* Document section *

*** Begin section ***

What is going on in the workflows?
- The workflows are large and have many steps.
- To better understand the workflow, look at the workflow canvas, view each tool and its settings, see how each step is connected.
- Consider what outputs you would require and make sure it is clear where they are and what they are called.
- For a description of many of the tools and the default parameters that have been set, see the Galaxy tutorial for VGP workflows.
Run the workflows on test data
- Look at the outputs and see if it makes sense and all tools ran.
Import real data
- If you will be using real vertebrate genome data, it is likely you will need more Galaxy storage. Contact the Galaxy Australia team to discuss/request.
- Import your real data sets into Galaxy.
- Or, to use real VGP data, go to Upload Data: Choose remote files: Genome Ark: species and choose a species.
- Note: not all species have data from all Hifi and HiC sources.
- Note that you will likely have to convert the data into the correct formats required. Alternatively, modify the workflows themselves to accept the data in the formats you have.
Is there anything I need to change in the workflows?
- Most likely, yes. Look at every tool and the parameters to check it suits your data and aims.
- Examples of things that might need changing:
- Set the kmer size in the meryl tool, and make sure the setting in the Genomescope tool matches this. There is no absolute answer for what this setting should be; a common setting is 21.
- In the Quast tool (used several times), set the lineage appropriately (e.g. eukaryote) and set as "large genome"
- In the Busco tool (used several times), set the lineage appropriately (e.g. Vertebrata)
Do I need to keep all of the output files from the workflow?
- No. In particular, some of the intermediate output files are very large, e.g., BAM files. You may wish to not keep these.
- To automatically not keep these files during the workflow run: go to the workflow canvas, see the box for a tool, see the output files, and untick any files you will not need.
Run the workflows on real data
- Modify workflows as needed: label or tag outputs, change tool parameters, swap tools, add or delete steps.
- For large data we would recommend testing tools and workflows on a subset of the data first.
Where to see the outputs
- Your Galaxy history holds the outputs from the workflow run.
- Some files may be hidden - click on "show hidden" to see.
- In the top Galaxy menu, go to User: Workflow invocations to see details of the workflow run.
What to do if a tool or workflow fails?
- Read the error message to see if you can troubleshoot the issue. Otherwise, contact help@genome.edu.au
- If you are able to, re-run the tool or workflow in case it was a temporary connection issue.

*** End section ***

* Information shown *
*** Begin section ***

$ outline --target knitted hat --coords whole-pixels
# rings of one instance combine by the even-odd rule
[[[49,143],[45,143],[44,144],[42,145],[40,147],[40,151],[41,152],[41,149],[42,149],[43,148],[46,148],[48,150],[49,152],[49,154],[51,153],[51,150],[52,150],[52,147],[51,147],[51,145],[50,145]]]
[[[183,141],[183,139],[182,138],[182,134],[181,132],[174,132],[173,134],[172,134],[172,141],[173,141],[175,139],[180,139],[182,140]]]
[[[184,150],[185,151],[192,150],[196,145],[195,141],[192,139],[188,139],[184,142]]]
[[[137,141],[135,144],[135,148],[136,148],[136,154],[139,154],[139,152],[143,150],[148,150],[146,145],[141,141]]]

*** End section ***
*** Begin section ***

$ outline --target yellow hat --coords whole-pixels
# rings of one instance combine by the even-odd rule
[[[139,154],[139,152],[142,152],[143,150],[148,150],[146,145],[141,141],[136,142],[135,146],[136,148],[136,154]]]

*** End section ***
*** Begin section ***

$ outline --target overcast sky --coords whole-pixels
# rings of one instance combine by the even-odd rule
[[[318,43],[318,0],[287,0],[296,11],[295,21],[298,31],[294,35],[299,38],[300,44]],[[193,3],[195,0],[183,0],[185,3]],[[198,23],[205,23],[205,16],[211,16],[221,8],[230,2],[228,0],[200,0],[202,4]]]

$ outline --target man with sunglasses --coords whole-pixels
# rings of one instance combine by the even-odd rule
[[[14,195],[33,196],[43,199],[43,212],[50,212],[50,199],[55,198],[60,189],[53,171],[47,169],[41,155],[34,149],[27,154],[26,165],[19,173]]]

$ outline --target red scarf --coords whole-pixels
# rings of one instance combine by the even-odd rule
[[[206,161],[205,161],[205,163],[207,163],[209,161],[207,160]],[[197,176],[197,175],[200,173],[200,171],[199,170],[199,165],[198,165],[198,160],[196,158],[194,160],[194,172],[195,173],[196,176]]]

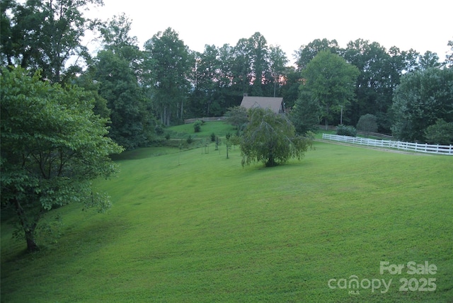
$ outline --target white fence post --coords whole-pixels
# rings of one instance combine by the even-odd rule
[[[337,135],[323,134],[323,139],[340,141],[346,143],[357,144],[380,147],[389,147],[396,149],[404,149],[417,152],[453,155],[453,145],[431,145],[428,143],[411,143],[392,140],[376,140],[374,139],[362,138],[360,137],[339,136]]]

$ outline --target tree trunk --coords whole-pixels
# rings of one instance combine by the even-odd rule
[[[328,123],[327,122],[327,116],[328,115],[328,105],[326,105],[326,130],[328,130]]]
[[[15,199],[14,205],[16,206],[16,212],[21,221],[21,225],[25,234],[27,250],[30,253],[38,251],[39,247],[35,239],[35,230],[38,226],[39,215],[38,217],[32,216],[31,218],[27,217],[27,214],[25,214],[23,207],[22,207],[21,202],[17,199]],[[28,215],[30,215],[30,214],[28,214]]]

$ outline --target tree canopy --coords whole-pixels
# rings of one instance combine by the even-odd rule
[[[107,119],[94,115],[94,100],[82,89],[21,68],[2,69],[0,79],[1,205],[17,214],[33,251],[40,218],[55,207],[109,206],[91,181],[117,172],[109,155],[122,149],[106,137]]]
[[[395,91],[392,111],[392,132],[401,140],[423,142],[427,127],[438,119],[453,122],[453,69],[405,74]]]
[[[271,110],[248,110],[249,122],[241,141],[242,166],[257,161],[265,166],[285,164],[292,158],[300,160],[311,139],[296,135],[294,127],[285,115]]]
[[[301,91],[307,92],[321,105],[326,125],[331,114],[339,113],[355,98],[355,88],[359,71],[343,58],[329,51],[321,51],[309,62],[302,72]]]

*** End section ***

* Brief *
In the notes on running VGP workflows in Galaxy, what is given as a common kmer size setting for the meryl tool? The material is not needed for this.

* Exercise answer *
21